What you will do.
• A. According to the tetelas recipe, how many equal-sized balls should the dough be divided into?
• B. Reproduce the tetelas recipe word for word, everything from "Tetelas are tasty" down to "Make them today!".
• C. Carry the tetelas recipe forward with the next steps, starting after its last sentence.

Reading passage.

- - - -

Go Back
+ servings
Tetelas Recipe Oaxaca
Print Add to Collection

Tetelas Oaxaca Recipe

Tetelas are tasty triangle-shaped corn masa treats that are stuffed with black beans and cooked on a griddle. They are really easy to make for breakfast, lunch or dinner. At home, we can’t even wait for them to get out of the griddle before we start eating them! Make them today!
Course Appetizers, Main Course
Cuisine Mexican
Prep Time 15 minutes
Cook Time 15 minutes
Total Time 30 minutes
Servings 12
Calories 136kcal


  • 2 Cups of Masa-Harina
  • cups of warm water*
  • 1 ⅓ cups of refried black beans


  • ¾ cups Mexican Cream
  • ¾ cups Queso Fresco crumbled
  • Raw Green Salsa or Red Spicy Salsa


  • 2 sheets of plastic
  • Tortilla press or a glass pie dish.
  • A griddle to cook the Tetelas


  • Mix the masa-harina with the water and knead well to form a smooth dough. If the dough feels a little too dry, add one or two tablespoons of water little by little.
  • Divide the dough into 12 equal-sized balls, and cover them with a wet kitchen napkin. I usually grab a paper towel, get it wet under the faucet, and cover the dough with it (corn Masa dough tends to dry easily).
  • Heat your griddle over a medium-high heat.
  • Place one of the masa balls between the 2 sheets of plastic and gently press on your tortilla press (or under the glass pie dish). The tortilla should measure about 6 inches in diameter and be somewhat thin.

- - - -

Source data.
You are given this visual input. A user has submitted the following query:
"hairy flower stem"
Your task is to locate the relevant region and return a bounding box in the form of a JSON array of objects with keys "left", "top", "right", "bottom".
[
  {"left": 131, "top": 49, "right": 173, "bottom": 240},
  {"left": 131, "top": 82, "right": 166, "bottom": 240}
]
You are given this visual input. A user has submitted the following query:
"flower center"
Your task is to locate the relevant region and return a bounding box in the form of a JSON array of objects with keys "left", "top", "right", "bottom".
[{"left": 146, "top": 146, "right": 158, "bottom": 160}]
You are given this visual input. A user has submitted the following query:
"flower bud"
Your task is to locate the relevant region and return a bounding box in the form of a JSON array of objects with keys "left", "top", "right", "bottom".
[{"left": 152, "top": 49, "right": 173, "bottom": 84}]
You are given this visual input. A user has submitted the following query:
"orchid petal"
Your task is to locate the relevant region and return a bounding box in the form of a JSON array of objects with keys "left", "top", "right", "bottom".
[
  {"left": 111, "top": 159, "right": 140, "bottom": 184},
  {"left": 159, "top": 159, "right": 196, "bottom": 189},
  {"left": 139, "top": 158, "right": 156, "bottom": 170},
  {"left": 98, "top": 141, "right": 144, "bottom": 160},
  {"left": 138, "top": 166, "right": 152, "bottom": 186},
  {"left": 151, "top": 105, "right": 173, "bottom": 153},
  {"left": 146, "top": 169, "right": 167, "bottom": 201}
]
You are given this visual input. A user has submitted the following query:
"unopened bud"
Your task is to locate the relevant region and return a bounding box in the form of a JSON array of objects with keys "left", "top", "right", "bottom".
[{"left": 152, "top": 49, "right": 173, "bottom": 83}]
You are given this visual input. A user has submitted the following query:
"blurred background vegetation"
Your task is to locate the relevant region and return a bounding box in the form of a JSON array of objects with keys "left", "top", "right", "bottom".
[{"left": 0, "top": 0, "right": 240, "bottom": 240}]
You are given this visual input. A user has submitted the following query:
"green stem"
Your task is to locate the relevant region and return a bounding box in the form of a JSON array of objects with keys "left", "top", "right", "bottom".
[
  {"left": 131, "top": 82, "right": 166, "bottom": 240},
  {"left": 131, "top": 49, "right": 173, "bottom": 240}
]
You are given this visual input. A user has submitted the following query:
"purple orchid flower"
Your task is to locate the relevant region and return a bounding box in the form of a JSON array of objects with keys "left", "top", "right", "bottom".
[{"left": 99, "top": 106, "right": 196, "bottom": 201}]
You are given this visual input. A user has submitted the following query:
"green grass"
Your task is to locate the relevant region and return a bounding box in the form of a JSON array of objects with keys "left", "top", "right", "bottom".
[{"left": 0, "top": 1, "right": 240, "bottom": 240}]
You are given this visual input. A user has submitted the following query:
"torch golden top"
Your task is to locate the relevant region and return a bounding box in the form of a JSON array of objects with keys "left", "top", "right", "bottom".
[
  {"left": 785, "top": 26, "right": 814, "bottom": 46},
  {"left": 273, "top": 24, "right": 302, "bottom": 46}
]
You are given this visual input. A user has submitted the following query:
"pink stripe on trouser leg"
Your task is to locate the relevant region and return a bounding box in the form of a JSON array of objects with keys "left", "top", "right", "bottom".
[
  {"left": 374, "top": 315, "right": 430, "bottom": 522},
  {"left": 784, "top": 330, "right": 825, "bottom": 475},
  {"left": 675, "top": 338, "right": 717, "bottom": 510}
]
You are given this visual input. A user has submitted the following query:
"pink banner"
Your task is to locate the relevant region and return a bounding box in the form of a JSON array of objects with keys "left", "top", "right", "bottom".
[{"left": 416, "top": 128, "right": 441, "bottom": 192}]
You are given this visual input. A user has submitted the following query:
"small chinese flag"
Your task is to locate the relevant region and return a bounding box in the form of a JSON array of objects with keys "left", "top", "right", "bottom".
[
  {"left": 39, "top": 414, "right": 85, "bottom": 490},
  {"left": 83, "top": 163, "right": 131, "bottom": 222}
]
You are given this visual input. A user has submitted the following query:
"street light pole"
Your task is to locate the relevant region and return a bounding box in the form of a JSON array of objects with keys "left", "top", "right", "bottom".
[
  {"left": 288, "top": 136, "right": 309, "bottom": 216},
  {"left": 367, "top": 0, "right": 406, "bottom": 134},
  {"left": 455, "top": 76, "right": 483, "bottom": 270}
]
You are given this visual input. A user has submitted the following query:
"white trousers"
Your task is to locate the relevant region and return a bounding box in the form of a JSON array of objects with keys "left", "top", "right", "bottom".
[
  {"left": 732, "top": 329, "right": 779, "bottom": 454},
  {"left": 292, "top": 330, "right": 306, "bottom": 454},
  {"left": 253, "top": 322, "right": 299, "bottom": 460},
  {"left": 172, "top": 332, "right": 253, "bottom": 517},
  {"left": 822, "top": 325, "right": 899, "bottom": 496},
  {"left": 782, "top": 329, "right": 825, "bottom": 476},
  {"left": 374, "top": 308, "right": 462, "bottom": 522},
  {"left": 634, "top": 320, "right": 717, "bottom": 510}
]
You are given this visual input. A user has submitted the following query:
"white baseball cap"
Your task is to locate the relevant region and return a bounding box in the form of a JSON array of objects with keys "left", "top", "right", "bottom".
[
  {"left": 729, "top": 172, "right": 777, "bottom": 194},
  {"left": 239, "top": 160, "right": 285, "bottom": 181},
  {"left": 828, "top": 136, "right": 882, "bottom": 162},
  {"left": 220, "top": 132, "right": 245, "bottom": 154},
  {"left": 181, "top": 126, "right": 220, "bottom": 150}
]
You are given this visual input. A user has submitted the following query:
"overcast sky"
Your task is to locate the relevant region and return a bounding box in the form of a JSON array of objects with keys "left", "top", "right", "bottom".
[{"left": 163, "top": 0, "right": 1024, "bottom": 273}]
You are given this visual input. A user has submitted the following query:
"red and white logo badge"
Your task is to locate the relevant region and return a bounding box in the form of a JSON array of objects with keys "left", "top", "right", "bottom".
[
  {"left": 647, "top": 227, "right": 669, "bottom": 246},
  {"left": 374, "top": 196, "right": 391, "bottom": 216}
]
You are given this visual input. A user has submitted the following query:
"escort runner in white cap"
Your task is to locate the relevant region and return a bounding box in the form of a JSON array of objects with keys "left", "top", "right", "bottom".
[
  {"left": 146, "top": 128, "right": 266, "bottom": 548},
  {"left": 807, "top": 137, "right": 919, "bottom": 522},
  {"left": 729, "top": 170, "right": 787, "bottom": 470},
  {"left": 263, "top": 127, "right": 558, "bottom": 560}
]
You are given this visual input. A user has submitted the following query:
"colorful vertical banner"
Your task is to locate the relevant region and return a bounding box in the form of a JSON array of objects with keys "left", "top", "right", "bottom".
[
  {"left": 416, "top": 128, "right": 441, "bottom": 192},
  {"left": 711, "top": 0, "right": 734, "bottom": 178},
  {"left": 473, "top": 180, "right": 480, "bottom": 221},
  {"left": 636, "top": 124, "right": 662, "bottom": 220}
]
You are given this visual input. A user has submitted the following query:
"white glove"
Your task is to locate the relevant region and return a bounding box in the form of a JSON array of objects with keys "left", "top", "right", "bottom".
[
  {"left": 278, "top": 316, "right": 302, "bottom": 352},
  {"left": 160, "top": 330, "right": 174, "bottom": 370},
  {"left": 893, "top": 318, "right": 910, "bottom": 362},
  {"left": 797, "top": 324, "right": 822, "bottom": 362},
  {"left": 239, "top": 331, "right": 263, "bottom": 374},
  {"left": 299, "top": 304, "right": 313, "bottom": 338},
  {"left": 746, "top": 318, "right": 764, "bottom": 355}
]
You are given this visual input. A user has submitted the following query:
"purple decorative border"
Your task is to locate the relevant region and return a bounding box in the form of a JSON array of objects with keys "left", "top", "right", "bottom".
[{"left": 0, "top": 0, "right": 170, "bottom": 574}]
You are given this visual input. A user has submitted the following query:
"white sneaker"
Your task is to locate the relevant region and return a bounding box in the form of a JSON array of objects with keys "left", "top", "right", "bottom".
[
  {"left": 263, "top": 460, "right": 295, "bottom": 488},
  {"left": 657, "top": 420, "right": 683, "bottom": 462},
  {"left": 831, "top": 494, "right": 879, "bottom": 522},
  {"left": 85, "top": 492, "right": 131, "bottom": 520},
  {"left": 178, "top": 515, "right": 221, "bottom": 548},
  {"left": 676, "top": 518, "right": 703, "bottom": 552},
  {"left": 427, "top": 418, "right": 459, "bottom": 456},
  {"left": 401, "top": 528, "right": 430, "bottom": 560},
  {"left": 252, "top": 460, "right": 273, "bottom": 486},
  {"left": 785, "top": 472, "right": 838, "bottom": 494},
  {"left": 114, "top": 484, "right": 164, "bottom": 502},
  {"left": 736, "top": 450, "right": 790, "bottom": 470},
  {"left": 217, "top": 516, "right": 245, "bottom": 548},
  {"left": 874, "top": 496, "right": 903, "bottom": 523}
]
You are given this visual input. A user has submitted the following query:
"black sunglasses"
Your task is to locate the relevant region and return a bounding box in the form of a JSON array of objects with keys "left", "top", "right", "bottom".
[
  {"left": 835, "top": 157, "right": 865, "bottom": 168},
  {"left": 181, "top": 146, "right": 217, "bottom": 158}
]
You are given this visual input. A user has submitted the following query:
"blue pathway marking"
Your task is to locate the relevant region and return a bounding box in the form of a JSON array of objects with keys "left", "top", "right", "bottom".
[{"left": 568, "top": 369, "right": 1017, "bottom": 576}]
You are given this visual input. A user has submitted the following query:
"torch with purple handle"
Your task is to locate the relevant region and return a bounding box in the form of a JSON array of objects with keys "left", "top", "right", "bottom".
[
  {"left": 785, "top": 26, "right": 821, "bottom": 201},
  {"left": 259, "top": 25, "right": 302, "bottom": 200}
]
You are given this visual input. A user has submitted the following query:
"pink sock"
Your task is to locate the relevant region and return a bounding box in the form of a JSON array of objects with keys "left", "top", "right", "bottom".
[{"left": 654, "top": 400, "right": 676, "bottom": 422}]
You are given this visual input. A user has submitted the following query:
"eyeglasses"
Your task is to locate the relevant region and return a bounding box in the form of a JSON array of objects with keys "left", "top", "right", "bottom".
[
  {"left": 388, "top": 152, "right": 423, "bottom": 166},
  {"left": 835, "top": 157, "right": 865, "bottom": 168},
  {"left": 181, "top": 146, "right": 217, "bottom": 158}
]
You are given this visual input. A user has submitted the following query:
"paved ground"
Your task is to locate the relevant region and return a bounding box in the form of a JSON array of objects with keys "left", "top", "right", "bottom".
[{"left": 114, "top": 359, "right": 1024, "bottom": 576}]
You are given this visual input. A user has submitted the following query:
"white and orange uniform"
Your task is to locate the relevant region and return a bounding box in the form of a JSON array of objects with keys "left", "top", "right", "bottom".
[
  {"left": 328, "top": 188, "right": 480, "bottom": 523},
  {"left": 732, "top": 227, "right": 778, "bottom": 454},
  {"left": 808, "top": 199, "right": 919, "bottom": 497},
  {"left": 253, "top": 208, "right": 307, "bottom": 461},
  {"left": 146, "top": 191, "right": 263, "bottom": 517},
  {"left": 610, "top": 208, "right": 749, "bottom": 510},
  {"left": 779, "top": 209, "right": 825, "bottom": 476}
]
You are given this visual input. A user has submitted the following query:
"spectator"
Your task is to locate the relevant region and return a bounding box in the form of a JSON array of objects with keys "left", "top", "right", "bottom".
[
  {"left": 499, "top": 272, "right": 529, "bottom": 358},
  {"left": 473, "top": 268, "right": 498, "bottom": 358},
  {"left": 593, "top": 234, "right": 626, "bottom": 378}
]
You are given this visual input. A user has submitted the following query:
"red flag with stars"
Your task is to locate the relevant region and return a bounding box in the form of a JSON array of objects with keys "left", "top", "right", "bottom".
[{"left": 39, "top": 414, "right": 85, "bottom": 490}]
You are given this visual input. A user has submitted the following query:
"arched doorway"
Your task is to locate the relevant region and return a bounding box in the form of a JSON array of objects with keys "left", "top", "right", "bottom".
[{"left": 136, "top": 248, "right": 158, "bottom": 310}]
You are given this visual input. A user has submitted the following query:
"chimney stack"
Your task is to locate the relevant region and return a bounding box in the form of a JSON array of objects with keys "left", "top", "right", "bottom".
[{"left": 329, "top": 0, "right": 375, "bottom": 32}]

- - - -

Answer list.
• A. 12

• B.
Tetelas are tasty triangle-shaped corn masa treats that are stuffed with black beans and cooked on a griddle. They are really easy to make for breakfast, lunch or dinner. At home, we can’t even wait for them to get out of the griddle before we start eating them! Make them today!

• C.
  • Remove the top plastic from the tortillas and spread about 1 tablespoon of the beans on. With the help of the plastic sheet still on the bottom, fold over one side of the tortilla, then the second side, and finally flip over the third remaining side to close the tetela. It will look like a triangle, as shown in the picture.
  • Remove the formed tetela from the plastic and place on the hot griddle. Cook for about 1 minute, then flip to cook for 2-3 minutes on the other side, and finally flip it again to cook for about one more minute. Remove the tetela when you see that it is completely cooked and has some brown spots. Place in a basket with a kitchen napkin to keep warm while you finish the rest of the tetelas. Continue this process with the rest of the dough.
  • To serve, top the Tetelas with cream and cheese and add the salsa. You can also open one side with the help of a knife and add the cream and cheese on the inside.


To make the beans, puree 1½ cups of cooked beans using your blender. Heat 2 tablespoons of oil or lard in a skillet, fry a ¼ cup of chopped onion in it and add the bean puree. Stir from time to time to keep the beans from sticking to the pan. The bean puree has to be dry, but still creamy.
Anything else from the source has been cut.